EXERCISE DETAILS: Print only the lines below, from the very first to the one containing "Query: low green vegetation", exactly as they stand. Do not print pictures.

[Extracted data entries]
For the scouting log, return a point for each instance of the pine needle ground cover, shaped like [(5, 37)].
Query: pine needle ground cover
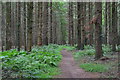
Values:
[(41, 62), (108, 68)]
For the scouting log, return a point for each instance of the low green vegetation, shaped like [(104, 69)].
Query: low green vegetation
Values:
[(41, 62), (90, 51), (85, 58), (94, 67)]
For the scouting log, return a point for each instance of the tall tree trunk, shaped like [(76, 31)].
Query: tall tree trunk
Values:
[(114, 26), (45, 28), (8, 25), (98, 30), (3, 26), (29, 25), (25, 25), (79, 25), (71, 34), (106, 26), (51, 37), (0, 26), (109, 23), (82, 26), (40, 23), (18, 26), (90, 38)]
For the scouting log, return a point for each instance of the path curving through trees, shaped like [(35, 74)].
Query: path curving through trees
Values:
[(69, 69)]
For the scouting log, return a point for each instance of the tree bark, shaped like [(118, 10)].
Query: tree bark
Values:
[(98, 30), (51, 37), (18, 26), (45, 28), (40, 23), (114, 26), (79, 25), (8, 25), (29, 25)]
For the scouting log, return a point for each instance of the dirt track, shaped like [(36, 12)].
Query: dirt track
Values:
[(69, 69)]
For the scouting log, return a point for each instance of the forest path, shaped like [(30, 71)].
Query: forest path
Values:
[(69, 69)]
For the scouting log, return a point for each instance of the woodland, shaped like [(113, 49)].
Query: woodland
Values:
[(59, 40)]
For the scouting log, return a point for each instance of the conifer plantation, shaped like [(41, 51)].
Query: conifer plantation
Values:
[(59, 40)]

RESULT FOR THIS TASK:
For the scouting log, return a point for each instance of the pine needle ground cover, shaped like [(5, 37)].
Query: pine needle ground cover
Values:
[(41, 62), (108, 68)]
For the scouting log, return a point for each instance of the low green vegetation, shaped like [(104, 69)].
Query: low green vegetation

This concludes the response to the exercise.